● **Prompt**
Each line below must be reproduced exactly.

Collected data
□ □ □ □ □ □ □

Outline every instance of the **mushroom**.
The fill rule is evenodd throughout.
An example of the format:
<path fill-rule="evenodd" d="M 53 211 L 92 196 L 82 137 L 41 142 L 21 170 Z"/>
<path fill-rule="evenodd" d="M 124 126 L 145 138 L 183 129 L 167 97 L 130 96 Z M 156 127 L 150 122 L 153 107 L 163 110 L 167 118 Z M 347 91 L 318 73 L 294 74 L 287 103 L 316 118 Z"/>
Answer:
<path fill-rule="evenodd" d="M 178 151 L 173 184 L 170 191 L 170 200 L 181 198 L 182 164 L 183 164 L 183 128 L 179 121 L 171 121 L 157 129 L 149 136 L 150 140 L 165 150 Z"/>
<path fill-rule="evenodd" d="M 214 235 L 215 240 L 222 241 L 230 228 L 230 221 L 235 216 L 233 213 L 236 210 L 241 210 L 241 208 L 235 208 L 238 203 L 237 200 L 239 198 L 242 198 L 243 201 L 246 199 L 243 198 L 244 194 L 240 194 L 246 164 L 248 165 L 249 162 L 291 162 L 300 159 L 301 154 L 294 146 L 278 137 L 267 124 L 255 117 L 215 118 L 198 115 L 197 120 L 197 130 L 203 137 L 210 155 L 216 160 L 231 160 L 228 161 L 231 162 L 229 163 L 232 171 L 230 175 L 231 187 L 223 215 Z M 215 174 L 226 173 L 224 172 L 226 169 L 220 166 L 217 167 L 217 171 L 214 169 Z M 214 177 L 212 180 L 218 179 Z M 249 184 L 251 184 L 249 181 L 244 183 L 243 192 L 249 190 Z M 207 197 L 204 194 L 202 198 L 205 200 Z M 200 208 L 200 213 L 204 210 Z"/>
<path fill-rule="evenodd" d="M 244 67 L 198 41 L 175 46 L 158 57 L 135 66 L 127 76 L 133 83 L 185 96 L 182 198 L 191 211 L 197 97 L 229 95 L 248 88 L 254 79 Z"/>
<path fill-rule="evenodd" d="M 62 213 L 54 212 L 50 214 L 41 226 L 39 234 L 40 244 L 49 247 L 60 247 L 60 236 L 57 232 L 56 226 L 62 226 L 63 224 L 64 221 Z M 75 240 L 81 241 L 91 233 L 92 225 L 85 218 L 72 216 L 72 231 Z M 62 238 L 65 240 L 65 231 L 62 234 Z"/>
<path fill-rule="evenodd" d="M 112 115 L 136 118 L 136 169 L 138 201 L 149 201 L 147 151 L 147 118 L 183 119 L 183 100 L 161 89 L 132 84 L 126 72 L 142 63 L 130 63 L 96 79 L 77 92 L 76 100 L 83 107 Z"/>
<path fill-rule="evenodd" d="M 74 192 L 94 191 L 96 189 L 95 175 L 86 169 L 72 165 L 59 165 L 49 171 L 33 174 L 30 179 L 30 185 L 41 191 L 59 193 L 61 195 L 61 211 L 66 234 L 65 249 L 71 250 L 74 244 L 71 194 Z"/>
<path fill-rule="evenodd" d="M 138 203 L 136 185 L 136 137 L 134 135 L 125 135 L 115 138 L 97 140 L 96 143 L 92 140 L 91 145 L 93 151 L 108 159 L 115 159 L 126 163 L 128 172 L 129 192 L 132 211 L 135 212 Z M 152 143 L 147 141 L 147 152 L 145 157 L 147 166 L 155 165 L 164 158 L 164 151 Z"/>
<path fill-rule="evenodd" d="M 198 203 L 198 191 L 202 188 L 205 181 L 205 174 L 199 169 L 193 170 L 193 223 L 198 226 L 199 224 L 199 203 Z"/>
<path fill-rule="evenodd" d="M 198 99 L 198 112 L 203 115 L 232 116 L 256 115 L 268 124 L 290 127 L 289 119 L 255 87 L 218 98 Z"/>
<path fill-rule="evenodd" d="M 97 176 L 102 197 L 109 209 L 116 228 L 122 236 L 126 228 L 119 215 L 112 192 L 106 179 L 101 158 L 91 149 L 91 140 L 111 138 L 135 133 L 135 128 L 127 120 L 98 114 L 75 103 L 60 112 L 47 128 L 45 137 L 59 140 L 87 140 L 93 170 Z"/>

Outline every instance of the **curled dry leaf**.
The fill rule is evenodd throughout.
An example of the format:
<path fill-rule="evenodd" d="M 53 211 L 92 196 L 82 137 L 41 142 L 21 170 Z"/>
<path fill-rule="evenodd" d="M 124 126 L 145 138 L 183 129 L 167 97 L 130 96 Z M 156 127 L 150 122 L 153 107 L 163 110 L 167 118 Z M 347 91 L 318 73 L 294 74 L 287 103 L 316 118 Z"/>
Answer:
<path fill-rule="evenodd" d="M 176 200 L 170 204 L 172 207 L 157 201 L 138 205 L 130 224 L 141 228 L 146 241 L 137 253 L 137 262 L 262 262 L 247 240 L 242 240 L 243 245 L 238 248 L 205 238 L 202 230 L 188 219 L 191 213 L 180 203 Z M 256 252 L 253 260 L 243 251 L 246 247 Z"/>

□ □ □ □ □ □ □

● **Answer to this task**
Outline every instance of the **mushroom**.
The fill rule is evenodd throughout.
An example of the format:
<path fill-rule="evenodd" d="M 53 211 L 92 196 L 82 137 L 41 142 L 21 170 Z"/>
<path fill-rule="evenodd" d="M 124 126 L 145 138 L 183 129 L 167 97 L 130 96 Z M 156 127 L 150 122 L 153 107 L 163 110 L 167 118 Z M 347 91 L 318 73 L 294 74 L 287 103 L 316 118 Z"/>
Answer:
<path fill-rule="evenodd" d="M 178 151 L 173 184 L 170 191 L 170 200 L 181 198 L 182 164 L 183 164 L 183 128 L 179 121 L 171 121 L 157 129 L 149 136 L 150 140 L 165 150 Z"/>
<path fill-rule="evenodd" d="M 214 235 L 215 240 L 222 241 L 230 228 L 230 221 L 235 216 L 233 213 L 236 210 L 241 210 L 241 208 L 235 208 L 238 203 L 237 200 L 239 198 L 242 198 L 243 201 L 246 199 L 243 198 L 244 194 L 240 194 L 246 164 L 248 165 L 249 162 L 291 162 L 300 159 L 301 154 L 294 146 L 278 137 L 267 124 L 255 117 L 215 118 L 198 115 L 197 120 L 197 130 L 203 137 L 210 155 L 216 160 L 231 160 L 228 161 L 231 162 L 229 163 L 232 171 L 230 175 L 231 187 L 223 215 Z M 215 174 L 226 173 L 224 172 L 226 169 L 220 166 L 217 167 L 217 171 L 214 169 Z M 214 177 L 212 180 L 218 179 Z M 249 184 L 251 184 L 249 181 L 244 183 L 243 192 L 249 190 Z M 207 197 L 204 194 L 202 198 L 205 200 Z M 200 208 L 200 213 L 204 210 Z"/>
<path fill-rule="evenodd" d="M 244 67 L 198 41 L 175 46 L 158 57 L 135 66 L 127 76 L 133 83 L 185 96 L 182 198 L 191 211 L 197 97 L 229 95 L 248 88 L 254 79 Z"/>
<path fill-rule="evenodd" d="M 62 213 L 54 212 L 50 214 L 41 226 L 39 234 L 40 244 L 49 247 L 60 247 L 60 236 L 57 232 L 56 226 L 62 226 L 63 224 L 64 221 Z M 75 240 L 81 241 L 91 233 L 92 225 L 85 218 L 72 216 L 72 231 Z M 62 238 L 65 240 L 65 231 L 62 234 Z"/>
<path fill-rule="evenodd" d="M 112 115 L 136 118 L 136 169 L 138 201 L 149 201 L 147 151 L 147 118 L 183 119 L 183 100 L 161 89 L 132 84 L 126 72 L 142 63 L 130 63 L 96 79 L 77 92 L 76 100 L 83 107 Z"/>
<path fill-rule="evenodd" d="M 74 192 L 94 191 L 96 189 L 95 175 L 86 169 L 72 165 L 59 165 L 49 171 L 33 174 L 30 179 L 30 185 L 41 191 L 59 193 L 61 195 L 61 211 L 66 234 L 65 249 L 71 250 L 74 244 L 71 194 Z"/>
<path fill-rule="evenodd" d="M 138 203 L 136 185 L 136 137 L 134 135 L 125 135 L 115 138 L 97 140 L 96 143 L 92 140 L 91 145 L 93 151 L 108 159 L 115 159 L 126 163 L 128 172 L 129 192 L 132 211 L 135 212 Z M 152 143 L 147 141 L 147 152 L 145 157 L 147 166 L 155 165 L 164 158 L 164 151 Z"/>
<path fill-rule="evenodd" d="M 198 203 L 198 191 L 202 188 L 205 181 L 205 174 L 199 169 L 193 170 L 193 223 L 198 226 L 199 224 L 199 203 Z"/>
<path fill-rule="evenodd" d="M 198 99 L 198 112 L 203 115 L 232 116 L 256 115 L 268 124 L 290 127 L 289 119 L 255 87 L 218 98 Z"/>
<path fill-rule="evenodd" d="M 97 176 L 102 197 L 109 209 L 116 228 L 122 236 L 126 228 L 119 215 L 112 192 L 106 179 L 101 158 L 91 149 L 91 140 L 111 138 L 135 133 L 135 128 L 127 120 L 98 114 L 75 103 L 60 112 L 47 128 L 45 137 L 59 140 L 87 140 L 93 170 Z"/>

Outline every instance of the **curled dry leaf**.
The fill rule is evenodd throughout.
An example of the format:
<path fill-rule="evenodd" d="M 53 211 L 92 196 L 82 137 L 41 142 L 21 170 Z"/>
<path fill-rule="evenodd" d="M 124 126 L 145 138 L 183 129 L 167 97 L 130 96 Z M 156 127 L 150 122 L 153 107 L 163 110 L 167 118 Z M 347 91 L 318 73 L 294 74 L 287 103 L 316 118 Z"/>
Answer:
<path fill-rule="evenodd" d="M 176 200 L 170 204 L 172 207 L 157 201 L 138 205 L 130 224 L 141 228 L 146 241 L 137 253 L 137 262 L 262 262 L 247 240 L 242 240 L 243 245 L 238 248 L 205 238 L 202 230 L 188 219 L 191 213 L 180 203 Z M 256 252 L 253 260 L 243 251 L 246 247 Z"/>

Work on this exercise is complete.